--- TEXT EXCERPT ---

Personal information
- Full name: Octavian George Popescu
- Date of birth: 27 December 2002 (age 23)
- Place of birth: Târgoviște, Romania
- Height: 1.80 m (5 ft 11 in)
- Positions: Winger; attacking midfielder;

Team information
- Current team: Levadiakos (on loan from FCSB)
- Number: 30

Youth career
- 2011–2014: Grup Școlar Agricol Nucet
- 2014–2020: Regal Sport București
- 2019: → Rapid București (loan)
- 2019–2020: → Universitatea Craiova (loan)

Senior career*
- Years: Team / Apps / (Gls)
- 2020–: FCSB / 187 / (25)
- 2026–: → Levadiakos (loan) / 1 / (0)

International career^{‡}
- 2021–2025: Romania U21 / 19 / (2)
- 2021: Romania Olympic / 2 / (0)
- 2022–2023: Romania / 7 / (0)

= Octavian Popescu (footballer, born 2002) =

Romanian footballer (born 2002)

Octavian George Popescu (/ro/; born 27 December 2002) is a Romanian professional footballer who plays as a winger or an attacking midfielder for Super League Greece club Levadiakos, on loan from Liga I club FCSB..

After playing junior football for Rapid București and Universitatea Craiova among others, Popescu recorded his professional debut with FCSB in 2020, at age 17. He won his first national title in the 2023–24 season.

Internationally, Popescu made his senior debut for Romania in a 0–1 friendly loss to Greece in March 2022. He previously represented the nation at under-21 and under-23 levels, competing in two UEFA European Championships with the former.

--- DATA TO EXAMINE ---

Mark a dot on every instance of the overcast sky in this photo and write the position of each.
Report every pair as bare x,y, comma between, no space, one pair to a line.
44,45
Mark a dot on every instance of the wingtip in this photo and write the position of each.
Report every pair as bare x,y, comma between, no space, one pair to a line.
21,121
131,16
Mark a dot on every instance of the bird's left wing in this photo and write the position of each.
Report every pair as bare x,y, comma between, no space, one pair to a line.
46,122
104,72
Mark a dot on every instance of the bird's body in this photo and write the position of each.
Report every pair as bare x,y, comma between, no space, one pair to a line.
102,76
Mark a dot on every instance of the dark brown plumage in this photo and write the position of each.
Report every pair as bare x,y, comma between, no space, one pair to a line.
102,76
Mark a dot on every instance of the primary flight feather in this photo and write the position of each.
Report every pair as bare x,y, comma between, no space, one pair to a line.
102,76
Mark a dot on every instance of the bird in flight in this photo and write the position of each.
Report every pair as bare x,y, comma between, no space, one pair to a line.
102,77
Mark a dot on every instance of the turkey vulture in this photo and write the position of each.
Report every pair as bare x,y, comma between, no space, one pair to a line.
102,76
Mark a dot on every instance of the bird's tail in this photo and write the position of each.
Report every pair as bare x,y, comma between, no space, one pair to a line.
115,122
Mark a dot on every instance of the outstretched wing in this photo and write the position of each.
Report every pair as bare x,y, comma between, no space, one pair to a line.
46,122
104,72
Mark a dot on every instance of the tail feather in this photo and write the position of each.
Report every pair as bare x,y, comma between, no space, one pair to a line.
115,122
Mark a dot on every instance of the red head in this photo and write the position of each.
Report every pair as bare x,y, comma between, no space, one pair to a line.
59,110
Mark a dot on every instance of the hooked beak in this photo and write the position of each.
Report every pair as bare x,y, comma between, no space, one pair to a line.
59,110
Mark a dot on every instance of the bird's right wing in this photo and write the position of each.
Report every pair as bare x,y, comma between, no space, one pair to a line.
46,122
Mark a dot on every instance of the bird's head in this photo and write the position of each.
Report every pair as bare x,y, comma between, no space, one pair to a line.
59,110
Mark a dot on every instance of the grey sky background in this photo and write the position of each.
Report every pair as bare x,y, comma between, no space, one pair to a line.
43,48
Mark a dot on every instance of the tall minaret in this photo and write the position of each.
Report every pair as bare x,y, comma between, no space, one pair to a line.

---
--- DATA TO EXAMINE ---

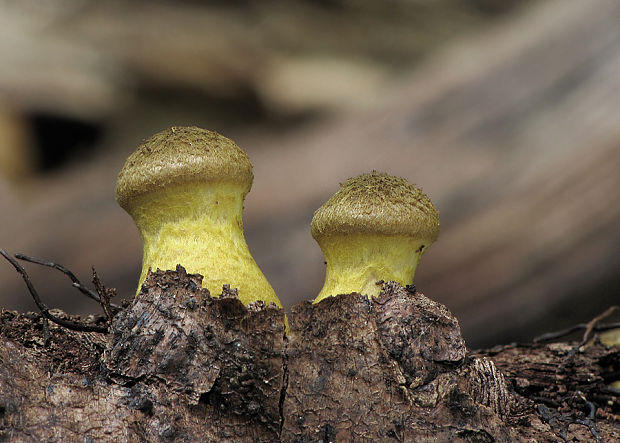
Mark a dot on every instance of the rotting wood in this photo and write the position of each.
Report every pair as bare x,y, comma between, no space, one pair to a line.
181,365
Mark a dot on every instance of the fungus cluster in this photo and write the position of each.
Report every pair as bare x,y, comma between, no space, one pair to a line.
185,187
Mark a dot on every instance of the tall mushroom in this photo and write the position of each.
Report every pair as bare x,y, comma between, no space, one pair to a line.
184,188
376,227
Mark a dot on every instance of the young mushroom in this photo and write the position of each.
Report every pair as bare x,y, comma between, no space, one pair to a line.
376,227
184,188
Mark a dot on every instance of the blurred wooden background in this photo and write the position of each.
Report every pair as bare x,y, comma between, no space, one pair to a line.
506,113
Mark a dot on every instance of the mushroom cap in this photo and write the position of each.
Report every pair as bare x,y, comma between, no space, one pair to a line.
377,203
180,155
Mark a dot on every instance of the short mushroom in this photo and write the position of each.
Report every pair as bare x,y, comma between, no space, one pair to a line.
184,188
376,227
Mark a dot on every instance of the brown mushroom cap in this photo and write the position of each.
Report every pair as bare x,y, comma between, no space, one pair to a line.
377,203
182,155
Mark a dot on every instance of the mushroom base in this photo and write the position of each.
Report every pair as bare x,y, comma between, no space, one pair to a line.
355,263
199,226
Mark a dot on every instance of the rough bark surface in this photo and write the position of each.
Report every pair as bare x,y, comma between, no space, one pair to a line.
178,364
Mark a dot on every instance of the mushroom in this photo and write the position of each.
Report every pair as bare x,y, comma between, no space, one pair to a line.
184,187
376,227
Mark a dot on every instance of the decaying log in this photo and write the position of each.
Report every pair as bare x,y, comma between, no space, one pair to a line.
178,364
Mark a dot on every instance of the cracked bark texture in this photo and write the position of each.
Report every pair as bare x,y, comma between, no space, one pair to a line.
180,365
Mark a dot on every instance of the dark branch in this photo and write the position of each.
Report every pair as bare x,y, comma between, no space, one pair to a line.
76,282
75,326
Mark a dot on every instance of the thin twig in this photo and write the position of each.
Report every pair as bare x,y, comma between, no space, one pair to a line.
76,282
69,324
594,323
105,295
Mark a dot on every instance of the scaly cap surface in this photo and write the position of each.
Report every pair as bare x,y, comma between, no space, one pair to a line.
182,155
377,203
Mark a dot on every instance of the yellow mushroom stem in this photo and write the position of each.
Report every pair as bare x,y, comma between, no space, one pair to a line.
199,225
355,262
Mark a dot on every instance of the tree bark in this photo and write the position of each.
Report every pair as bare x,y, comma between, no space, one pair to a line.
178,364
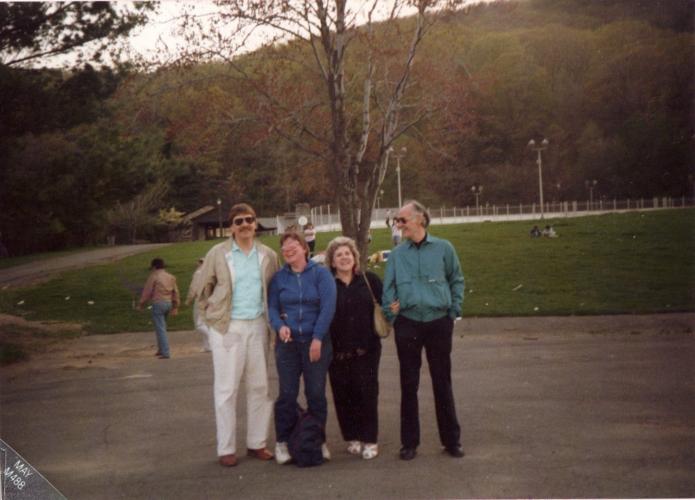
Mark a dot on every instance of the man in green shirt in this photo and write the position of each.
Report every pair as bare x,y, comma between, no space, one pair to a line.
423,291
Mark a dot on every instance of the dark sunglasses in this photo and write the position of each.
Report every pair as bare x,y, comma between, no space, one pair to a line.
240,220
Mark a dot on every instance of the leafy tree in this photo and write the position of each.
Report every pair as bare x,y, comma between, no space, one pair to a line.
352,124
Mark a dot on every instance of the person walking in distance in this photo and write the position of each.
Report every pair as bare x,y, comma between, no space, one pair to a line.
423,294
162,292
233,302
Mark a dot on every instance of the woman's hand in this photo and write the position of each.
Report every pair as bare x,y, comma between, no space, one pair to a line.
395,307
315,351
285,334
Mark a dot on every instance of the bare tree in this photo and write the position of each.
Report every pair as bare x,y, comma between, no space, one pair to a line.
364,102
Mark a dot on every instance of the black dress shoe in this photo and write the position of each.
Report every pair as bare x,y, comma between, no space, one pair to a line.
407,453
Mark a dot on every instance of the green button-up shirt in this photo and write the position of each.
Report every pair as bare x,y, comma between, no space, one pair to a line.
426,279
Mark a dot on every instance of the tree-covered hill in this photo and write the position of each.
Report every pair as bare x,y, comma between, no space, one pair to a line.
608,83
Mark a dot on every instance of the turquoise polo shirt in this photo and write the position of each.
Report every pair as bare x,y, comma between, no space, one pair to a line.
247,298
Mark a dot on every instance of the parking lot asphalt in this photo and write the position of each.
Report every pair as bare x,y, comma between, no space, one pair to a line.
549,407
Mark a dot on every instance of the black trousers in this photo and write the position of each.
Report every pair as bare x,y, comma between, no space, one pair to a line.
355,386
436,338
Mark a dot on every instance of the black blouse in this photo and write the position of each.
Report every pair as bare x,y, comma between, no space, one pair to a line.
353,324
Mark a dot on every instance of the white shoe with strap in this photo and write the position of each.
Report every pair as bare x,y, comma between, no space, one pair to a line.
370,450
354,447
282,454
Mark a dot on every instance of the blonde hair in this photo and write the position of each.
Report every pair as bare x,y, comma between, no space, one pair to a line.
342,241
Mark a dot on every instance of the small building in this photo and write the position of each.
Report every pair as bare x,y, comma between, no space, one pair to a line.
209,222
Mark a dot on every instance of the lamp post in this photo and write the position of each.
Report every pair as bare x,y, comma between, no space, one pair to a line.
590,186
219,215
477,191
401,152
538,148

---

### DIRECTIONS
• 1. In the Octavian Popescu article, which team did Romania face in his senior international debut?
• 2. Carry on the Octavian Popescu article from its last sentence.

### SET OF ANSWERS
• 1. Greece, in a 0–1 friendly loss in March 2022.

• 2.
==Club career==
===Early career===
Popescu started practising football at age eight with the team of his local high school from Nucet, Dâmbovița County. In 2014, he moved to Regal Sport București, where he was teammates with Radu Drăgușin and Luca Florică among others. The capital-based club loaned him out to Rapid București and Universitatea Craiova, respectively, before Popescu joined FCSB in 2020.

===FCSB===
====2020–2021: Debut season====
Popescu was loaned out by FCSB to second tier side Turris Turnu Măgurele on 20 August 2020, but was immediately recalled to his parent club after general manager Mihai Stoica and owner Gigi Becali found out the deal was agreed over their heads. One month later, aged 17, he made his professional debut for FCSB by coming on for Robert Ion in the 50th minute of a 3–0 Liga I win over Argeș Pitești.

Popescu scored his first career goal and also provided an assist on 30 January 2021, in a 3–1 defeat of Politehnica Iași at the Arena Națională. On 15 April 2021, he started in a 1–4 penalty shoot-out loss to CFR Cluj in the Supercupa României. FCSB also lost the national title to the latter opponent, and he ended his debut season as a senior with four goals from 34 appearances in all competitions.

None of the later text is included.